After finding the line with "# provide a point for each instance of the vaulted" in the entries below, retype exactly each line from there through the line with "stone arch, formatted", including that final line.
##### Entries supplied
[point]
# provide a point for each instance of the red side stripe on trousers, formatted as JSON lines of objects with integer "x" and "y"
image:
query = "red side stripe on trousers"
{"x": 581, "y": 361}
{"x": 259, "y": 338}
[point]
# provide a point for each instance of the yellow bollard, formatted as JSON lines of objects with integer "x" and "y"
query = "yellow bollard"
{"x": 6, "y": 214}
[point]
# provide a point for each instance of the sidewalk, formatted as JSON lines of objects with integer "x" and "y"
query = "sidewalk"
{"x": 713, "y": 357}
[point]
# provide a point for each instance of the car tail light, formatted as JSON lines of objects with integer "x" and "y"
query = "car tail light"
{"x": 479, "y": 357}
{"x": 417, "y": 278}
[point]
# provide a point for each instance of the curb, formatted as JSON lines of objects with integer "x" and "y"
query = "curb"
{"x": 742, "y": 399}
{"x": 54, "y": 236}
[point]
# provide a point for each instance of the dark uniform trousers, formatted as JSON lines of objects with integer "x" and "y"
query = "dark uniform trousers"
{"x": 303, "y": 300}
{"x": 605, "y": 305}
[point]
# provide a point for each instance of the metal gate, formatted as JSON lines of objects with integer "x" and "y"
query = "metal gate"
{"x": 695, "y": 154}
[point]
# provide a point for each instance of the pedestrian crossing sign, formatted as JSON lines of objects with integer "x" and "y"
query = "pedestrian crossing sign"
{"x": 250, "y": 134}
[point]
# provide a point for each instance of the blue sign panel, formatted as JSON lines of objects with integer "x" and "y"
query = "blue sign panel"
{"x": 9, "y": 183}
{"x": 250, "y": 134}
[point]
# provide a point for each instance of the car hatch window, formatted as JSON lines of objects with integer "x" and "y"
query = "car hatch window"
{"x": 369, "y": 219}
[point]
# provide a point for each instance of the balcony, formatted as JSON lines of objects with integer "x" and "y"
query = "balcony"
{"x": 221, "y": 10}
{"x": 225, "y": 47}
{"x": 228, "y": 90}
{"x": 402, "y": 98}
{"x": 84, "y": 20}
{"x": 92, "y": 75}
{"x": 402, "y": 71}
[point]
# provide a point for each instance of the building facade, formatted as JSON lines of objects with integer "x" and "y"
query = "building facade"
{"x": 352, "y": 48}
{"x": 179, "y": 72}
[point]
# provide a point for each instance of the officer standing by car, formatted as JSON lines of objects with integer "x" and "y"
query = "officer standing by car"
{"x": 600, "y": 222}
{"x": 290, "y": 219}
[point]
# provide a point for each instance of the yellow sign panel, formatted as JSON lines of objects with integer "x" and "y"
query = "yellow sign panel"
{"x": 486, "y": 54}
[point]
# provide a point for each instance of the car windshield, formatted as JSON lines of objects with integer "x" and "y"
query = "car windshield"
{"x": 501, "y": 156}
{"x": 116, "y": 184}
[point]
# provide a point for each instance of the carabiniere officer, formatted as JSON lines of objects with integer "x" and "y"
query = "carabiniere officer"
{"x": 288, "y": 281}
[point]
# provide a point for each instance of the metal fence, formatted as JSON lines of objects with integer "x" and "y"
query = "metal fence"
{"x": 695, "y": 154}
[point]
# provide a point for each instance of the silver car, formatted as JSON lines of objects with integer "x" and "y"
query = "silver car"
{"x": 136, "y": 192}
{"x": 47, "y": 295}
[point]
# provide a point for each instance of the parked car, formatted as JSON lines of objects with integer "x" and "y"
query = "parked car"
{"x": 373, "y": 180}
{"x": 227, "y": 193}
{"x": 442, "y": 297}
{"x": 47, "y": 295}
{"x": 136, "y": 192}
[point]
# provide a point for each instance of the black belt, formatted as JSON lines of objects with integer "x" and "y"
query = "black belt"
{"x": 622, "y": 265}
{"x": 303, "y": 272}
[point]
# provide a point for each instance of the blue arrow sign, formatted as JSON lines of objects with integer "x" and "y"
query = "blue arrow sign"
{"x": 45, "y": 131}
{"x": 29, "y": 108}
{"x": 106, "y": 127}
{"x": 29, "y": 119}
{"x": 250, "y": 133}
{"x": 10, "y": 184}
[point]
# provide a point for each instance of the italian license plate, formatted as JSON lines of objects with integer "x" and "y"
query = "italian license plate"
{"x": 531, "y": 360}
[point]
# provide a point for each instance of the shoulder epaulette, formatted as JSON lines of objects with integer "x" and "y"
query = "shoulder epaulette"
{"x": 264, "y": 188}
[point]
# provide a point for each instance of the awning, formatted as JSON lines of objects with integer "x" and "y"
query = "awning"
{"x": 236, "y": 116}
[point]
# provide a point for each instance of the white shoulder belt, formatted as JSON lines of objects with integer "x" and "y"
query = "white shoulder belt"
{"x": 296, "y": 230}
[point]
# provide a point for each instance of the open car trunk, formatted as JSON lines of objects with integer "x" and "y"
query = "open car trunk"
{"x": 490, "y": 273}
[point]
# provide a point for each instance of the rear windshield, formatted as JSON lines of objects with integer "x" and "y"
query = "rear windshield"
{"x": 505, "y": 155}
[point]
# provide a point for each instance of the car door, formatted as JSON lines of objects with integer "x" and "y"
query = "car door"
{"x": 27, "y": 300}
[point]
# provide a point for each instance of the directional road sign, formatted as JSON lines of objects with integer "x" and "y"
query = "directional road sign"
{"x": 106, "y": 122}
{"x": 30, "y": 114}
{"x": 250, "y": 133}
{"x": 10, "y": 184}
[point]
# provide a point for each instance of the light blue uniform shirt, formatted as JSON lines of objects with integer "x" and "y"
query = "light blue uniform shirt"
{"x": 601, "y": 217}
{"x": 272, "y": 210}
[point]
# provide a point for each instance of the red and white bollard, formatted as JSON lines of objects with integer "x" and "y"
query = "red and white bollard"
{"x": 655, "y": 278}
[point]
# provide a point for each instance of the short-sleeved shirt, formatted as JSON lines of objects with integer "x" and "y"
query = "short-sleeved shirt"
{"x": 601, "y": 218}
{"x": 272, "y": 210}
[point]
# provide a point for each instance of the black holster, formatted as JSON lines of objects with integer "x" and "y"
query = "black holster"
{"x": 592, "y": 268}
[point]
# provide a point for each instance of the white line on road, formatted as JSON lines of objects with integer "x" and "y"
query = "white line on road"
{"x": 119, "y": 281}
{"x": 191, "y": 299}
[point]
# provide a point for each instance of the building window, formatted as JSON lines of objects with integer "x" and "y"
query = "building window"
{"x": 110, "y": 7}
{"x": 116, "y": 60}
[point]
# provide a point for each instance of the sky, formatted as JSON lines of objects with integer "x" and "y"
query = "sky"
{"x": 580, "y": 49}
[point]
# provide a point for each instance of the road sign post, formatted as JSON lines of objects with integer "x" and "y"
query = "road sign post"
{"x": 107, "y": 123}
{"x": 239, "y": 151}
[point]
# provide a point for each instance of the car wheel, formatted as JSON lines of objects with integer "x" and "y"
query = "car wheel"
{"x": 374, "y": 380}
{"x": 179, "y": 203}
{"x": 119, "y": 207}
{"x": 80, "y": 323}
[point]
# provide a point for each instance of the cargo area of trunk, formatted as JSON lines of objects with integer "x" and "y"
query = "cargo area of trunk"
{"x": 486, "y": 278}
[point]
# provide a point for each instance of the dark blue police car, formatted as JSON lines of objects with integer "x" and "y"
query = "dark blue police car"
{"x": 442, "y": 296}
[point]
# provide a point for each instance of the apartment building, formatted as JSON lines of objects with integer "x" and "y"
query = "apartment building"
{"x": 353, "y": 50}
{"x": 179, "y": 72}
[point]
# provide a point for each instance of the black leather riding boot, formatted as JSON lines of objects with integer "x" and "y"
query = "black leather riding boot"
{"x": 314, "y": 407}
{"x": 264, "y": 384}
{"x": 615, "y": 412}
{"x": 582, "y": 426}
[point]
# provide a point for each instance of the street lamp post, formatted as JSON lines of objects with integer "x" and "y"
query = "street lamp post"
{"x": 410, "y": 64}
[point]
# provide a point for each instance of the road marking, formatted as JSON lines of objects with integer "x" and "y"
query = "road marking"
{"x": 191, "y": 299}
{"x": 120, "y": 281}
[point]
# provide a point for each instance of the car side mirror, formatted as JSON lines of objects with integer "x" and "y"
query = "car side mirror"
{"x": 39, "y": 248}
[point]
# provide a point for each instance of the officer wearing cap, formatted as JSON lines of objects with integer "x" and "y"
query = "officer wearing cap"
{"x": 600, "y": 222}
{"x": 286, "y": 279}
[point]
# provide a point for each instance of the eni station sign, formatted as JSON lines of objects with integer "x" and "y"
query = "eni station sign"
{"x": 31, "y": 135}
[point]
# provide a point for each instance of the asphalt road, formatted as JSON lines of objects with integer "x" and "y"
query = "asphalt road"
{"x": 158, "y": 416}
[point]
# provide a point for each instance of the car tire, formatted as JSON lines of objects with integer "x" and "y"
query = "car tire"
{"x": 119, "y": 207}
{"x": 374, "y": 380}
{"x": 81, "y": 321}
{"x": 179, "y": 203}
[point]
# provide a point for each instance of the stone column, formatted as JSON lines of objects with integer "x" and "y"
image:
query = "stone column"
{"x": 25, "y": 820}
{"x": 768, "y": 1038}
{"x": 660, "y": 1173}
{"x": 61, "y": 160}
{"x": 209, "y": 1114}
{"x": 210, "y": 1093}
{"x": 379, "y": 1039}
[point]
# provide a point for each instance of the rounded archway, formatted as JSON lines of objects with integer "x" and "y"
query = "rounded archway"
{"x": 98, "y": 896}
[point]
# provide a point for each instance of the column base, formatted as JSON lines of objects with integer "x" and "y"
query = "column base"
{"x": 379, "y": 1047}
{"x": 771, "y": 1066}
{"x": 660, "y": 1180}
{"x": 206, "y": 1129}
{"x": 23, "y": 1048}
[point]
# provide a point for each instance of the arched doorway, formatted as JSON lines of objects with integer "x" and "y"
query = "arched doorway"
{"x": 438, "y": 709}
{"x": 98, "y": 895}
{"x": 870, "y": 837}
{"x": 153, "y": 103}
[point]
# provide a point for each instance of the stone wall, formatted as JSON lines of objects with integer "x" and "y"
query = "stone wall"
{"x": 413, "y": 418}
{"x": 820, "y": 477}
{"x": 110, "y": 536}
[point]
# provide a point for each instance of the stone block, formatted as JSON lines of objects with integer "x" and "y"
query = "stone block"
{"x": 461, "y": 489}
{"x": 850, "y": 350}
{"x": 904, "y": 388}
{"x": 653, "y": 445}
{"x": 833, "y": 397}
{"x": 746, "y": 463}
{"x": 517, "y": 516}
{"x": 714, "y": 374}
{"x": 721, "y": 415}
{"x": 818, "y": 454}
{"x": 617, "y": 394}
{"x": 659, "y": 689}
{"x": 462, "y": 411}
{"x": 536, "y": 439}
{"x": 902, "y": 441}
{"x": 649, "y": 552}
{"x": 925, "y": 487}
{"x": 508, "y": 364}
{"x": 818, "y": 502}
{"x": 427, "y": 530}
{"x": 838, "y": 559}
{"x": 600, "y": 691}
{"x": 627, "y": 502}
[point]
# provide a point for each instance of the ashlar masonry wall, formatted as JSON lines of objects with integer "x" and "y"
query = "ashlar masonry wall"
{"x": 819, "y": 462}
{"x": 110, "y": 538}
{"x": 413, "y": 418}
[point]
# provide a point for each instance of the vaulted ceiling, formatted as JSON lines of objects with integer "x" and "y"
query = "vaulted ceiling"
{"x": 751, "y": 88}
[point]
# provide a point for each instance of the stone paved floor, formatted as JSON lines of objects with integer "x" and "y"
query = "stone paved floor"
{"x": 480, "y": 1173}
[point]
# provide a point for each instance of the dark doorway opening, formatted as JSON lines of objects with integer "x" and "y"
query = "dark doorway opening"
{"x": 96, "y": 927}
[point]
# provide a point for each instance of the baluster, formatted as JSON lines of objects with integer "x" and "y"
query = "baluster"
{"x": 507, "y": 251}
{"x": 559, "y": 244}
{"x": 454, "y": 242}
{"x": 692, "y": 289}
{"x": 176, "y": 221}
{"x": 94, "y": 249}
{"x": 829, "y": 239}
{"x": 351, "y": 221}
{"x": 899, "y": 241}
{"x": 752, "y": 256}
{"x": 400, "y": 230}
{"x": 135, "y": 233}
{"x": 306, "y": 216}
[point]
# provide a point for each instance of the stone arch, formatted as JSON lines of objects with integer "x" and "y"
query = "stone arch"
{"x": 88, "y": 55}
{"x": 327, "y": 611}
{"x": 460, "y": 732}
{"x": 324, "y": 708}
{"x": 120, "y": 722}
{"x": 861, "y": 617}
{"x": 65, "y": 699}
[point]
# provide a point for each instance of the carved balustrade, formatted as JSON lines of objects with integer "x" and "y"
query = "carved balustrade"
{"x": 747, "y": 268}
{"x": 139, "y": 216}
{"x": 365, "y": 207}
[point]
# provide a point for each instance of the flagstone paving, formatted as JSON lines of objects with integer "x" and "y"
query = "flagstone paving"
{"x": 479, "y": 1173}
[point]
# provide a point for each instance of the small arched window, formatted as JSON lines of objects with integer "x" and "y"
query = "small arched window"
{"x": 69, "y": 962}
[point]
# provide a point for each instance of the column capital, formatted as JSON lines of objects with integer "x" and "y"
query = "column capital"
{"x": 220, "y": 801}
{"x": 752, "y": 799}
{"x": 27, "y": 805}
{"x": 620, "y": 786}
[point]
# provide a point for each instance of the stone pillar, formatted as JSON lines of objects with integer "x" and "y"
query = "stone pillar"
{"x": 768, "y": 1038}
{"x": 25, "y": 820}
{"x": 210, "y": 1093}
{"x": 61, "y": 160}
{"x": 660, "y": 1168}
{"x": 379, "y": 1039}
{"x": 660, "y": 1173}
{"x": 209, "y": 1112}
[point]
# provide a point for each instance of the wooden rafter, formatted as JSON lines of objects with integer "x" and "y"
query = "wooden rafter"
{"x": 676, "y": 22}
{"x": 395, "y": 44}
##########
> Answer
# provide a point for each instance of the vaulted ceiling, formatted as JSON lines of objects with integer "x" and "y"
query = "vaulted ceiling"
{"x": 751, "y": 88}
[point]
# provide a point for each instance of the stone paved floor, formatted as JSON lines of objects with integer "x" and "y"
query = "stone paved floor"
{"x": 480, "y": 1173}
[point]
# provide a point for each instance of the dark doorway opening, formatted as JSON lines of objects with integer "x" and "y"
query = "dark doorway opening"
{"x": 96, "y": 927}
[point]
# provide a point for each instance of the baluster, formatted as JSON lines of objects with integer "x" and "y"
query = "baluster"
{"x": 507, "y": 251}
{"x": 559, "y": 244}
{"x": 454, "y": 242}
{"x": 692, "y": 289}
{"x": 176, "y": 221}
{"x": 94, "y": 249}
{"x": 829, "y": 239}
{"x": 351, "y": 221}
{"x": 899, "y": 241}
{"x": 752, "y": 256}
{"x": 400, "y": 230}
{"x": 135, "y": 233}
{"x": 306, "y": 216}
[point]
# provide a point for each instance of the stone arch, formatted as JSON lines of objects with integer "x" and "y"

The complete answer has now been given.